Instruksi: Lanjutkan berita tentang pengakuan Trump atas Yerusalem sebagai ibu kota Israel, dimulai setelah kalimat terakhirnya.

Halaman:
====

Senin 25 Dec 2017 06:27 WIB

Kecaman Dunia dan Negara Adidaya yang Terkucil

Rep: Puti Almas/ Red: Ani Nursalikah
Peserta Aksi Bela Palestina dari Pemuda Pasar Kliwon meginjak bendera Israel sambil membentangkan bendera Palestina. Hal ini sebagai bentuk kekesalan atas agresi militer Israel yang semakin meningkat pasca pernyataan Presiden Amerika Donald Trump pada Jumat (15/12).
Foto: Republika/Andrian Saputra
Peserta Aksi Bela Palestina dari Pemuda Pasar Kliwon meginjak bendera Israel sambil membentangkan bendera Palestina. Hal ini sebagai bentuk kekesalan atas agresi militer Israel yang semakin meningkat pasca pernyataan Presiden Amerika Donald Trump pada Jumat (15/12).

REPUBLIKA.CO.ID, JAKARTA -- Keputusan kontroversial dari salah seorang pemimpin negara Donald Trump datang pada 6 Desember lalu. Presiden Amerika Serikat (AS) itu secara sepihak mengakui Yerusalem adalah Ibu Kota Israel.

Pria berusia 71 tahun itu juga mengatakan rencana AS segera memulai proses pemindahan kedutaan besar yang saat ini berada di Tel Aviv. Trump mengajak negara-negara lainnya mengambil langkah yang sama.

====

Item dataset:
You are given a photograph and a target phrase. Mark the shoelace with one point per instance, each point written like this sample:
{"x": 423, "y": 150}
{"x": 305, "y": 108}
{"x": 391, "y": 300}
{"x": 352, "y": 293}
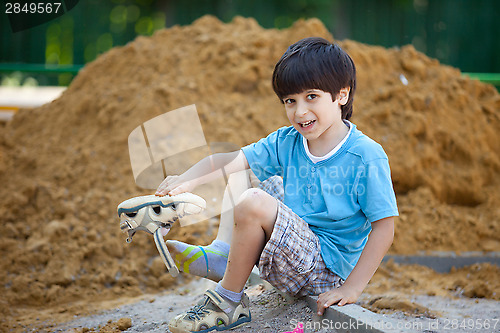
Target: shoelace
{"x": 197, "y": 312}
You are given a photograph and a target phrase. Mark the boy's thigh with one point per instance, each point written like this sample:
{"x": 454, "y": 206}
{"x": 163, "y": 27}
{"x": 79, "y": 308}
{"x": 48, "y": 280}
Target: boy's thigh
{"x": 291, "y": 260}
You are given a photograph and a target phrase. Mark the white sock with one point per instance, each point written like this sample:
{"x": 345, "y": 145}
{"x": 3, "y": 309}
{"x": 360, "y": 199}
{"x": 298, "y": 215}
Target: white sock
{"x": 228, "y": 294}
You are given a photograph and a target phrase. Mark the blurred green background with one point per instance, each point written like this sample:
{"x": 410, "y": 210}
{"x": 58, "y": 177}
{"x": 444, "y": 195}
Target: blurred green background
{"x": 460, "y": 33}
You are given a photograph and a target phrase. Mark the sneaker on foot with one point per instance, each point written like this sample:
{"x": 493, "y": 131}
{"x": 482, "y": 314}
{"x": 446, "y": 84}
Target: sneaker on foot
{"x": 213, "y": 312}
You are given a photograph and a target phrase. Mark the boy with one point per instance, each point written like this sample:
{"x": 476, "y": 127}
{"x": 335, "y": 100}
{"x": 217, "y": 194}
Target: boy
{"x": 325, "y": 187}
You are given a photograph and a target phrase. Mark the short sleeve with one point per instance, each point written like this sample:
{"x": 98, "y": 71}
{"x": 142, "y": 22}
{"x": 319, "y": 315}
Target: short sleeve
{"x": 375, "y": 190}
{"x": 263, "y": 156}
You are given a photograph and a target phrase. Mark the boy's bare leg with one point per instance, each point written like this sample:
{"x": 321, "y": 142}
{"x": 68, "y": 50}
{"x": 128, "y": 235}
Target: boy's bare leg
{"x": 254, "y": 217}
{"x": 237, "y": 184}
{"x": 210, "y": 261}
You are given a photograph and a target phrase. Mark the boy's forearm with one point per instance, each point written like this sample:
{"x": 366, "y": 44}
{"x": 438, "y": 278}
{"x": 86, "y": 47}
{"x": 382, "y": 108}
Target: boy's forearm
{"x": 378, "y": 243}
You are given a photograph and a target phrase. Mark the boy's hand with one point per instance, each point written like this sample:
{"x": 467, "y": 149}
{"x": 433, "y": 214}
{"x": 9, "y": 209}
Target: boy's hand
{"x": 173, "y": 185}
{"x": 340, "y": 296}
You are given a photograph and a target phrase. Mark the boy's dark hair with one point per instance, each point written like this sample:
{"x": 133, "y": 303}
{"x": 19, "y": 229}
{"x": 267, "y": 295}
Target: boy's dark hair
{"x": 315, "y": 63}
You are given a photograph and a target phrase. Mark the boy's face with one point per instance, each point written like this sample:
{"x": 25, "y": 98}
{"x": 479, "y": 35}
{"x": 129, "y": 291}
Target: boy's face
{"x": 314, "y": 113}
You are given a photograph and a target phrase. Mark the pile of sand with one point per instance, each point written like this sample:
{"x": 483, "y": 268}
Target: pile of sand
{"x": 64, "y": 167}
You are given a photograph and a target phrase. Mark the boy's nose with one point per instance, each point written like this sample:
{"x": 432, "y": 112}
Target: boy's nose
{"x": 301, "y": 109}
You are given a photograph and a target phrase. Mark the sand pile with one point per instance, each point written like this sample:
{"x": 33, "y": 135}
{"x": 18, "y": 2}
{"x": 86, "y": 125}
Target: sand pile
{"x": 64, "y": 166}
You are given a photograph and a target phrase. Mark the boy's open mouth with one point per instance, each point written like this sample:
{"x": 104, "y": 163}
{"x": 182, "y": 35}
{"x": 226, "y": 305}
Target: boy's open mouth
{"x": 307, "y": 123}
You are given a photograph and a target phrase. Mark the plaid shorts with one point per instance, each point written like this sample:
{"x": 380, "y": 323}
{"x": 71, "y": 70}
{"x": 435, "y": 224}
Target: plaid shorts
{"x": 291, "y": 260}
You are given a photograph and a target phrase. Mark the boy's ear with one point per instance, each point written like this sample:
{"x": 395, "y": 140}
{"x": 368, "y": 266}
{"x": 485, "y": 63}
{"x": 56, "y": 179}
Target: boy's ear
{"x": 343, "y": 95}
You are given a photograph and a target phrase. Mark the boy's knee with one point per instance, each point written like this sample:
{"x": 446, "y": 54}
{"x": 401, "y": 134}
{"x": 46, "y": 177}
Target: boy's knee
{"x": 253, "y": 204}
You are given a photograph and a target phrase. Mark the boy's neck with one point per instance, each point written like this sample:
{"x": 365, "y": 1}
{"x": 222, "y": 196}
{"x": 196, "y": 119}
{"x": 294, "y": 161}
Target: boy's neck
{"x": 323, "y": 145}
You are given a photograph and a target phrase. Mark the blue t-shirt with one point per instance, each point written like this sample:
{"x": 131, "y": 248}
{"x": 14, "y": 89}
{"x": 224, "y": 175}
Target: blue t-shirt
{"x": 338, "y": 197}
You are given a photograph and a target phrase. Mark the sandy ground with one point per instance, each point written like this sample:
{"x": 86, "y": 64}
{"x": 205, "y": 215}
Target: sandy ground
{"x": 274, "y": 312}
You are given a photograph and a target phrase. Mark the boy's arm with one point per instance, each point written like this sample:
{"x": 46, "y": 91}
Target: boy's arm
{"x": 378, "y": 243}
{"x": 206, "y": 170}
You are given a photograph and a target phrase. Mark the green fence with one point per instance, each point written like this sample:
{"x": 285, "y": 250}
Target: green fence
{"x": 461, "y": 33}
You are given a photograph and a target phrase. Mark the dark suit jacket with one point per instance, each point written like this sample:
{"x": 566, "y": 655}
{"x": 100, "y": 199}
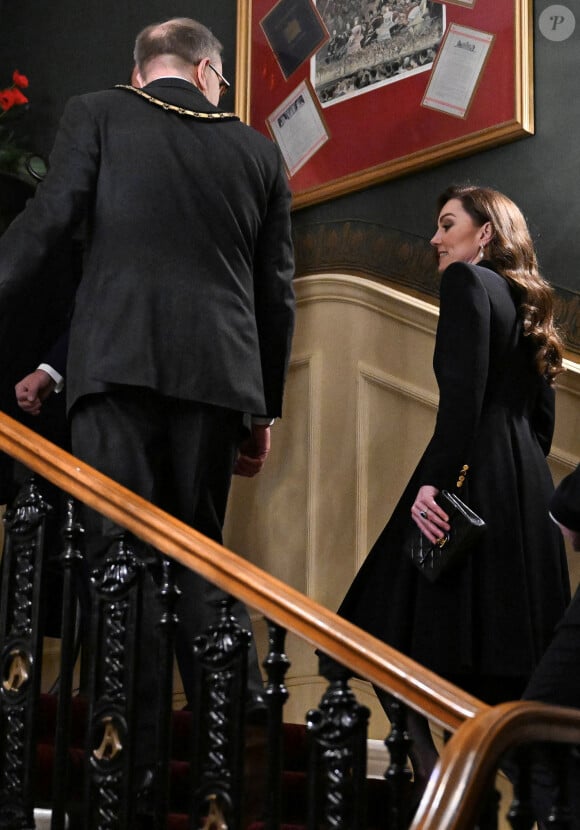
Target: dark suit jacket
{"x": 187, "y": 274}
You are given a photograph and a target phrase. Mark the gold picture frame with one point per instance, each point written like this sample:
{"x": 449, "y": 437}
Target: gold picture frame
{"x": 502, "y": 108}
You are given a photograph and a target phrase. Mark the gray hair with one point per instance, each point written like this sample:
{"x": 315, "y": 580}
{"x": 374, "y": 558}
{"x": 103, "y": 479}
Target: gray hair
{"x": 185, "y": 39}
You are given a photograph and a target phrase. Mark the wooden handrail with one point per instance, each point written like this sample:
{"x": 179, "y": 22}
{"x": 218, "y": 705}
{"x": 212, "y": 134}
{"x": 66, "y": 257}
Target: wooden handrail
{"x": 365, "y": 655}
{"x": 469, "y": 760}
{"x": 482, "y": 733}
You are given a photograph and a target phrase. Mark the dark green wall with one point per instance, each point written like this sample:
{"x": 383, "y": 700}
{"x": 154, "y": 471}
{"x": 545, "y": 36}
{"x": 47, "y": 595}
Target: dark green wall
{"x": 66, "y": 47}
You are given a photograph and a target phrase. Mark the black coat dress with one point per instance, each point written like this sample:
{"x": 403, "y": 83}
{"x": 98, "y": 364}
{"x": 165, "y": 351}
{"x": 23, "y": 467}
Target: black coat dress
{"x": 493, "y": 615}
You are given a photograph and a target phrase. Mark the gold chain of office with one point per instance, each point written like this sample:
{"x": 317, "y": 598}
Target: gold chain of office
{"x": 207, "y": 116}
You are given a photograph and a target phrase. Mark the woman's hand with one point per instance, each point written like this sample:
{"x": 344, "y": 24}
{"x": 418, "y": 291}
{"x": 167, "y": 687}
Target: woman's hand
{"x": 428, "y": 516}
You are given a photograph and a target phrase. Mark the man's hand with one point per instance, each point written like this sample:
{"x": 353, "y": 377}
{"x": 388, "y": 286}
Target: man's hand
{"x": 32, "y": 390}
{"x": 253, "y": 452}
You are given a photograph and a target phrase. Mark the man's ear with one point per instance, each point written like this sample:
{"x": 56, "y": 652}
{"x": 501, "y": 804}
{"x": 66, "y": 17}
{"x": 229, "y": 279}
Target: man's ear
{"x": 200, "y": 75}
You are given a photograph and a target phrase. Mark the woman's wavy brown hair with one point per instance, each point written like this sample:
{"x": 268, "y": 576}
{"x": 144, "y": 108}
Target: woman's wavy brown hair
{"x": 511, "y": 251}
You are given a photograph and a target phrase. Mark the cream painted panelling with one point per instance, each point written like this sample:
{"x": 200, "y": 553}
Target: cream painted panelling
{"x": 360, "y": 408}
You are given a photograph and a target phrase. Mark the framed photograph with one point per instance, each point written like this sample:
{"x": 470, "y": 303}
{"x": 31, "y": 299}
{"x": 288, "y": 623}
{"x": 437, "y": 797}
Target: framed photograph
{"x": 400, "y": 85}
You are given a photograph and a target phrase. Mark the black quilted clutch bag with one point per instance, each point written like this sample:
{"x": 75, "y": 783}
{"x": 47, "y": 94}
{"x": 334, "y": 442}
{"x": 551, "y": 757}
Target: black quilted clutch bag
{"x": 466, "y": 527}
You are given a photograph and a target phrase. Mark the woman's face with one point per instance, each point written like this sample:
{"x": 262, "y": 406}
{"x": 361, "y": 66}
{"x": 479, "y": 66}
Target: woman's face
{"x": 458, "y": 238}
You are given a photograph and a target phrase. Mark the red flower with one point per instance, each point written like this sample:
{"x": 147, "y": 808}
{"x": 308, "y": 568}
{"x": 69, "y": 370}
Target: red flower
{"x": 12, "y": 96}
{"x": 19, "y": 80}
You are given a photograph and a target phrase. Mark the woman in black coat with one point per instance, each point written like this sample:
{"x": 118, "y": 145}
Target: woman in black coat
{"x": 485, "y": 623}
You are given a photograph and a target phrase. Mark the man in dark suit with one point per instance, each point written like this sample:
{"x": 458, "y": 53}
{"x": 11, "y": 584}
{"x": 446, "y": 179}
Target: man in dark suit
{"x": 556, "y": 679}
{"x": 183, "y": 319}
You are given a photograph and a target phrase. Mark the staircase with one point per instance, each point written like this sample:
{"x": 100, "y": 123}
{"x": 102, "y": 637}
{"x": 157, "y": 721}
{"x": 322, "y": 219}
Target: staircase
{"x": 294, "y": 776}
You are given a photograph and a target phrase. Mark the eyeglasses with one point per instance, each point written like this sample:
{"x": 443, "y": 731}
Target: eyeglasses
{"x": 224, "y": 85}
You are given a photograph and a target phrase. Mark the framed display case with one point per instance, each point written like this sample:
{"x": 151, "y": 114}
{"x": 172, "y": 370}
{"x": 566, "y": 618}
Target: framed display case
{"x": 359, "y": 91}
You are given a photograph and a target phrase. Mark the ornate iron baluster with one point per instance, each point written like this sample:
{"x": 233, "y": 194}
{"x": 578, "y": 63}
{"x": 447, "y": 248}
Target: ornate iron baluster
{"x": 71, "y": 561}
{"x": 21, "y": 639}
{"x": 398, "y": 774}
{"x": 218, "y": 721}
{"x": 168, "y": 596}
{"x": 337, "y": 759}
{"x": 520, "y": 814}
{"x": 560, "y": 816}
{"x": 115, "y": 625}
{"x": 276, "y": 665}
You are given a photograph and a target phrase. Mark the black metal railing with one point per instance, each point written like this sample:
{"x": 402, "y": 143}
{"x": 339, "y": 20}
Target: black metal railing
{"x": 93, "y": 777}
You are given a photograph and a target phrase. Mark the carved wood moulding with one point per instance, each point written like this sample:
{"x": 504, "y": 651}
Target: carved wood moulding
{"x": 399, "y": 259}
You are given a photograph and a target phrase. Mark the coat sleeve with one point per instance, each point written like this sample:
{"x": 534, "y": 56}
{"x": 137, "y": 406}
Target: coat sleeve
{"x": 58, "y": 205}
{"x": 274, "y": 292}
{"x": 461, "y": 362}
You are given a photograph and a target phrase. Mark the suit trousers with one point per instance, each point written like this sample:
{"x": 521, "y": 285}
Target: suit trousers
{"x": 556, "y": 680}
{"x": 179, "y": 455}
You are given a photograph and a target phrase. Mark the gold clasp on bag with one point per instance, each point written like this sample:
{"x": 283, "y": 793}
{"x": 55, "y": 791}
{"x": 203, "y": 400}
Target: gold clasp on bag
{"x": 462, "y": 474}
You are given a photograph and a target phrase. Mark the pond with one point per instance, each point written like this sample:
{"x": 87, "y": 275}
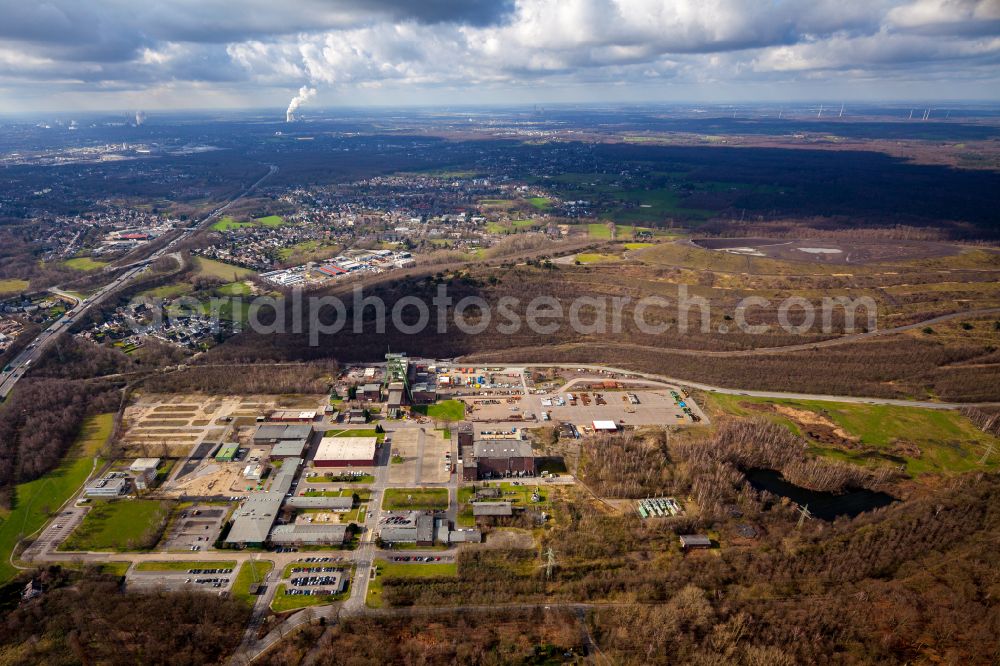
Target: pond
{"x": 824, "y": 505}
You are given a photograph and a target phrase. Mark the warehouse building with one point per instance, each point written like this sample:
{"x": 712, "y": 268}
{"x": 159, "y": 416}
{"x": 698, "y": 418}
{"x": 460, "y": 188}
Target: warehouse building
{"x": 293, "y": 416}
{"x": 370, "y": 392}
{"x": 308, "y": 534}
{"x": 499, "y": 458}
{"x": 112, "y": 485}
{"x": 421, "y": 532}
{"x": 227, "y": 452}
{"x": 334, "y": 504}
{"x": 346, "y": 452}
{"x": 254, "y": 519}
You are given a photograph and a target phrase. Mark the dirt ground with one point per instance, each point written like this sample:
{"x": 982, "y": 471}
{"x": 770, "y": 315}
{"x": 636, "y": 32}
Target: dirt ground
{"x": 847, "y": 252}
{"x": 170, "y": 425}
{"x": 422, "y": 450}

====

Jawaban Tertulis:
Bahkan menurut Trump, keputusan mengakui Yerusalem sebagai Ibu Kota Israel telah menandai dimulainya pendekatan atas penyelesaian konflik Israel dan Palestina. AS akan terus berupaya mengejar kesepakatan damai antara kedua belah pihak, sesuai dengan peranan negara ini sebagai mediator.

Yerusalem telah menjadi kota suci bagi tiga agama yang berbeda, yaitu Yahudi, Kristen, dan Islam. Bagi Palestina, Yerusalem bagian timur telah dianggap sebagai Ibu Kota negara itu di masa depan.

Melalui solusi dua negara yang menjadi upaya perdamaian antara Palestina dan Israel, konflik dapat terselesaikan dengan pembagian teritori seperti yang telah didukung oleh Perserikatan Bangsa-Bangsa (PBB). Palestina akan menjadi negara merdeka dan memiliki teritori di Tepi Barat, Jalur Gaza, dan Yerusalem Timur.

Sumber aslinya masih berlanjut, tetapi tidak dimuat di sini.